PROBLEM: Will you quote all of the entries, word for word?

◆ ◆ ◆

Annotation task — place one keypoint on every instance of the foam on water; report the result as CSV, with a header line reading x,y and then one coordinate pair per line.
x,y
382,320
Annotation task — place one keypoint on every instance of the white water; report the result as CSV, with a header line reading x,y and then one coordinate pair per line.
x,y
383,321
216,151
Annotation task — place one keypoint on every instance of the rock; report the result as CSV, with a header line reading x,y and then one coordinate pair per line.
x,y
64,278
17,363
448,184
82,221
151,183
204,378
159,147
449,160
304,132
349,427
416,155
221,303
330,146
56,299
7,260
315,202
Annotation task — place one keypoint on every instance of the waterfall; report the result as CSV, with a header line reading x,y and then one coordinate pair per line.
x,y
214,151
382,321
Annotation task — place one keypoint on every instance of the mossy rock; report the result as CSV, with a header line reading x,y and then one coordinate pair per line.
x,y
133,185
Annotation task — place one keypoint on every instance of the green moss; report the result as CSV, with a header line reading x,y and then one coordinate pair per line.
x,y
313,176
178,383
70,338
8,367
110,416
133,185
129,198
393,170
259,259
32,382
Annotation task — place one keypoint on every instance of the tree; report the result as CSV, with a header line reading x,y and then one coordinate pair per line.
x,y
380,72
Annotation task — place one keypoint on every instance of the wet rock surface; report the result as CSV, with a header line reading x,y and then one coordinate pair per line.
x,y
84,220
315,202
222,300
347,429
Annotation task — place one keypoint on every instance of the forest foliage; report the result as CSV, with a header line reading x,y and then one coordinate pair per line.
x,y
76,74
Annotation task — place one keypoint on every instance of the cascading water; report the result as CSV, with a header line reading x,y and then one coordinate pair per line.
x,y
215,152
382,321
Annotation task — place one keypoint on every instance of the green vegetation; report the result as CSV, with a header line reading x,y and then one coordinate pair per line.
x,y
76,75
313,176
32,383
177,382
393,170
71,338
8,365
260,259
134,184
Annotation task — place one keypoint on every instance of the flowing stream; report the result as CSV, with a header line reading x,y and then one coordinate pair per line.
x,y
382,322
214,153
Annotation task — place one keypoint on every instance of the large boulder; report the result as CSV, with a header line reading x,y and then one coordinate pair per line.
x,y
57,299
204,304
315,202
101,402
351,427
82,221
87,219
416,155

◆ ◆ ◆

RESPONSE AREA:
Annotation task — place one keypoint on every instance of the foam on water; report the result as CSV, with a header line reading x,y and then one coordinate pair per line.
x,y
382,320
Annotation task — place one keypoint on every instance of the white water; report the result as CSV, with a header line reading x,y and then one coordinate pair per line.
x,y
383,321
216,151
Annotation task — place one keypoint on every instance of the rock; report the result as CSV, with a header line reading x,y and then one coordinate pair per line.
x,y
64,278
17,363
448,184
82,221
151,183
204,378
159,147
449,160
304,132
349,427
416,155
221,303
330,146
56,299
7,260
315,202
Annotation task — place one keypoint on every instance of the waterfall; report the result as CSV, with a header line reading x,y and then one coordinate pair per line.
x,y
214,151
382,321
Annotation task — place one keypoint on every instance of the mossy rock; report the result as CSV, with a header line reading x,y and then one coordinate pair per line.
x,y
133,185
Annotation task — place one keypoint on every instance of the green moss; report the result as CSV, with a header line reading x,y and then one coordinate pair per line.
x,y
313,176
178,383
70,338
8,367
110,416
133,185
129,198
393,170
259,259
32,382
Annotation task — place one keypoint on every instance of the tree; report the result as CSV, with a header line reading x,y and then one coordinate pair per line.
x,y
380,72
Annotation task — place one keypoint on every instance of the wet rock surface; report the result as CSV, with a header line reading x,y and then one coordinate pair per line.
x,y
84,220
315,202
222,300
347,429
Annotation task — place one keypoint on every instance of the forest foliage; report the result as CSV, with a header line reading x,y and then one coordinate pair per line.
x,y
76,74
Annotation task — place one keypoint on every instance of the cascading water; report the result as CSV, with a header line reading x,y and then one coordinate pair per line.
x,y
215,152
382,321
Annotation task — place one keypoint on every instance of the green vegetation; report the result as CSV, with a header line reading x,y and then one coordinate pair per line.
x,y
76,75
313,176
32,383
177,382
393,170
71,338
8,365
260,259
134,184
Annotation task — place one keypoint on every instance of the flowing stream; report the result as CSV, with a header line reading x,y and then one coordinate pair per line.
x,y
382,322
214,153
Annotation task — place one keypoint on every instance of the large boulder; report the result as CSV, with a header line reading x,y and then one coordinate pair per line.
x,y
57,299
204,304
315,202
101,402
351,427
82,221
87,219
416,155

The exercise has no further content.